Reproduce the rows from the beginning through the line containing "[(78, 128)]", substituting "junction tally sheet" for "intersection count sheet" and leaving everything else unchanged.

→ **PROVIDED INFORMATION**:
_ _ _ _

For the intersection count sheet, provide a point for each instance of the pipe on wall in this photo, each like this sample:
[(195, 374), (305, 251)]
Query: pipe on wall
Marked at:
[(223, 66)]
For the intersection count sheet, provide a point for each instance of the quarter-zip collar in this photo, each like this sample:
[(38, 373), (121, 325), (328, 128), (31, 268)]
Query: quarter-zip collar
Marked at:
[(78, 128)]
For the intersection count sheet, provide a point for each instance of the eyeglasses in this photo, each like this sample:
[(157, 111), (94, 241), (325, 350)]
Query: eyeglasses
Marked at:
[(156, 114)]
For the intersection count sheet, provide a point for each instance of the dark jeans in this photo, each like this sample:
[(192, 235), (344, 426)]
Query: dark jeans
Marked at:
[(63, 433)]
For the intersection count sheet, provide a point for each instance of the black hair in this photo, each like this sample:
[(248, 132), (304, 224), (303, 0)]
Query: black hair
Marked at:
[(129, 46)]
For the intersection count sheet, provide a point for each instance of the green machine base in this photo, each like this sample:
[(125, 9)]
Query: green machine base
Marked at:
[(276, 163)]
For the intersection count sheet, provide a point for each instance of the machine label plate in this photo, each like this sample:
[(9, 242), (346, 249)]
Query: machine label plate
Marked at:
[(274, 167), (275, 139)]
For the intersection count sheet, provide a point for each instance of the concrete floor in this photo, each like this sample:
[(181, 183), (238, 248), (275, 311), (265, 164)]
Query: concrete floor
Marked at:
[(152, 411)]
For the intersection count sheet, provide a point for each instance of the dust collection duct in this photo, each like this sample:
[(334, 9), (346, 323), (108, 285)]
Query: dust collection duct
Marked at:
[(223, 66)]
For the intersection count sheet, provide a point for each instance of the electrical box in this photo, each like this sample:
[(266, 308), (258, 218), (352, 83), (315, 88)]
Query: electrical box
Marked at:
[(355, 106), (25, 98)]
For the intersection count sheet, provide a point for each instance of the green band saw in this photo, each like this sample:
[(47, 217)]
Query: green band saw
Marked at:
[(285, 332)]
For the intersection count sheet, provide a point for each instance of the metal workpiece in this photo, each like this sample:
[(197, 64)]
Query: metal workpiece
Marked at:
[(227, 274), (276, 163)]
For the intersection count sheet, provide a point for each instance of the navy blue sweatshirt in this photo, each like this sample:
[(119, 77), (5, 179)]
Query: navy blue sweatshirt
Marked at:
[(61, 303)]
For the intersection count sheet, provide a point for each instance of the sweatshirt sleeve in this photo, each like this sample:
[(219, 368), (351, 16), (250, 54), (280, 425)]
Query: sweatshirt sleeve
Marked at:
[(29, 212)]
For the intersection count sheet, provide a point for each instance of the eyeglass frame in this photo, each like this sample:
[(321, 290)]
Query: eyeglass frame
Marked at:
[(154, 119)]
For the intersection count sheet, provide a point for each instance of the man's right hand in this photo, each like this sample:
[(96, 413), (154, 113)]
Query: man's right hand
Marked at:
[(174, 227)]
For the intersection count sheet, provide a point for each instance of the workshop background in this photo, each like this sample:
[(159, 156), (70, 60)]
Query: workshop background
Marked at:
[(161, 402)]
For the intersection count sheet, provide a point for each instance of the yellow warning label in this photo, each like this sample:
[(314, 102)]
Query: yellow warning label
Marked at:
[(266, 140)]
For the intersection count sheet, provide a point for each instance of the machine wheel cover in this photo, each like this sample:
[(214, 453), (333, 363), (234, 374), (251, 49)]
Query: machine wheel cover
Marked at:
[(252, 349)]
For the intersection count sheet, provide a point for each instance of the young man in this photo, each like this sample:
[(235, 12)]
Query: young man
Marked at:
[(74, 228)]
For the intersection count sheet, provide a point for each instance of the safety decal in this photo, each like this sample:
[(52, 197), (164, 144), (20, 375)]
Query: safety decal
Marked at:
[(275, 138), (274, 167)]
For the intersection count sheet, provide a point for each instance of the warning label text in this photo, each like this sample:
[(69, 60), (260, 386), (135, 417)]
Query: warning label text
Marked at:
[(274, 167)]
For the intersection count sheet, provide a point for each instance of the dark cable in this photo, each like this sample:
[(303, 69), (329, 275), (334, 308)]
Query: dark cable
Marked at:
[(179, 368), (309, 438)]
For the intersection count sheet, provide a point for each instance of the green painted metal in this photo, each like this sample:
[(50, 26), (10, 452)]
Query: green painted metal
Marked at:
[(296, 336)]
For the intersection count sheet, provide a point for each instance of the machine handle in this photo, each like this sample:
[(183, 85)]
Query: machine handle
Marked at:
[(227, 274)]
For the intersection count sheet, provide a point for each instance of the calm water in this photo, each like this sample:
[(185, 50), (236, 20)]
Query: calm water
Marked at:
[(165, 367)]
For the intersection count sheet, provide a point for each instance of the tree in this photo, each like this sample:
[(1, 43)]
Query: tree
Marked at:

_ _ _ _

→ **TASK RESULT**:
For the junction tally sheet, provide a point for each instance of the pipe on wall in this photo, each like this sample:
[(195, 374), (305, 251)]
Query: pipe on wall
Marked at:
[(223, 66)]
For the junction tally sheet, provide a point for each instance of the quarter-zip collar in this photo, each like this sample:
[(38, 373), (121, 325), (328, 128), (31, 268)]
Query: quarter-zip collar
Marked at:
[(78, 128)]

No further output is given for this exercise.